_Exercise:_ Extend the article "The Six Million Dollar Rheumatologist" by writing what follows its final sentence.

_Text passage:_
=-=-=

Spring 2014 (Volume 24, Number 1)
The Six Million Dollar Rheumatologist
By Philip A. Baer, MDCM, FRCPC, FACR
“For five seasons between 1974 and 1978, actor Lee Majors played Col. Steve Austin, on the mega-popular television show The Six Million Dollar Man. Barely surviving a near fatal crash, Austin was equipped with a bionic arm, two bionic legs and a bionic eye, making him ‘better, stronger, faster,’ and all for the price of...”, well, you can guess.
“I've had recent knee surgery. Both knees are kind of down to the bone and [I have] a little bit of back problems. It's from almost 48 years of stunt work. I did 90% of all my stuff.”
- “Lee Majors dishes on Six Million Dollar Man role”, CBC Interview, 2011.
Eventually everybody will be a potential rheumatology patient, even the fabled Six Million Dollar Man, now 74 years old. My long-distance diagnosis is spinal and peripheral osteoarthritis (OA). A wide variety of therapies are available, usually administered in multimodal fashion, from the generic acetaminophen to the more expensive viscosupplements, and the ultimate undertaking, joint replacement surgery. Moving from the individual patient to a national perspective, the cost of total hip and knee replacements increased in Canada by $100 million over the 2010-2012 timeframe, according to Canadian Institute for Health Information (CIHI) data.

=-=-=

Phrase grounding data
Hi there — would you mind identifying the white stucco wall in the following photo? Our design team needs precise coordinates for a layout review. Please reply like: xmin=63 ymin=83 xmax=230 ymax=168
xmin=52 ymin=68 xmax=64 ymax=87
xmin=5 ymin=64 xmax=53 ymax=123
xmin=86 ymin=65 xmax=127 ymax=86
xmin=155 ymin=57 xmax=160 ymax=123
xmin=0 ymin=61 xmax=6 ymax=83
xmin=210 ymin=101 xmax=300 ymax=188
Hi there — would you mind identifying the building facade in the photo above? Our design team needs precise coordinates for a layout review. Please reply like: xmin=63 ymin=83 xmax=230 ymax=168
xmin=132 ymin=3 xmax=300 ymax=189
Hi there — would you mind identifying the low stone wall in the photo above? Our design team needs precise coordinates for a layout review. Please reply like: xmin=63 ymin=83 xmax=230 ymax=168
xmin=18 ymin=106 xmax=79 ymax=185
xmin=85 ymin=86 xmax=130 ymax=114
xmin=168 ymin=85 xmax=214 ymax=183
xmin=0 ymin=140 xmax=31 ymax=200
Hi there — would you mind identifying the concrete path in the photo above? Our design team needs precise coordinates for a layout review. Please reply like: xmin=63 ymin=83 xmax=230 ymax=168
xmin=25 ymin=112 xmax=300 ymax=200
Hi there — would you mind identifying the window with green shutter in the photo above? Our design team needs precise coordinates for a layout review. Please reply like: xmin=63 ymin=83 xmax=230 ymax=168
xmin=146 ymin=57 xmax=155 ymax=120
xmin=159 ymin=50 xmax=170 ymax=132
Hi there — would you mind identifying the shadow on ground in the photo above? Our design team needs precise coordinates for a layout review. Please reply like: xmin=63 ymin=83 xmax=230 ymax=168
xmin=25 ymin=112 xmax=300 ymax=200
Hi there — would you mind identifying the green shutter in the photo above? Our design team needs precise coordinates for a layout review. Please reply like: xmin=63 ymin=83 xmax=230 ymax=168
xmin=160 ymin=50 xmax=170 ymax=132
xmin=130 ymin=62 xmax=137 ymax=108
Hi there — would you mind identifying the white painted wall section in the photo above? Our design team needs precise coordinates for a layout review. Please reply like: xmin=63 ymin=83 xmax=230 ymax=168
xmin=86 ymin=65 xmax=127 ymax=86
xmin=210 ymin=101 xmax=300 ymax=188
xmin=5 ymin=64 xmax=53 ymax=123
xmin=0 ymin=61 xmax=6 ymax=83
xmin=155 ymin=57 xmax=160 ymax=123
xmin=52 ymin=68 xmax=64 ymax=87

=-=-=

_Written answer:_
In September 2013, the Society of Actuaries and the Canadian Institute of Actuaries (CIA) released a report entitled Sustainability of the Canadian Health Care System; “the findings indicate that, without significant government intervention, the Canadian health care system in its current form is not sustainable.”
That started me thinking about my own economic role as a typical rheumatology clinician. Am I a six million dollar rheumatologist? After 27 years in practice, I have certainly had six million dollars in gross revenue pass through my hands. Regrettably, the stickiness of that bundle of dollars has been rather low when judged by my latest bank account statement. I do have the satisfaction of contributing to Canada’s economy over the last quarter century, including funding my share of Senate spending, perpetually dry-docked submarines, and failed Ontario initiatives in e-Health, green energy, and power plant construction, among others. On the other hand, I feel happy about the money I have generated for employee salaries, local business service providers, and worthwhile infrastructure and social services funded by my tax dollars.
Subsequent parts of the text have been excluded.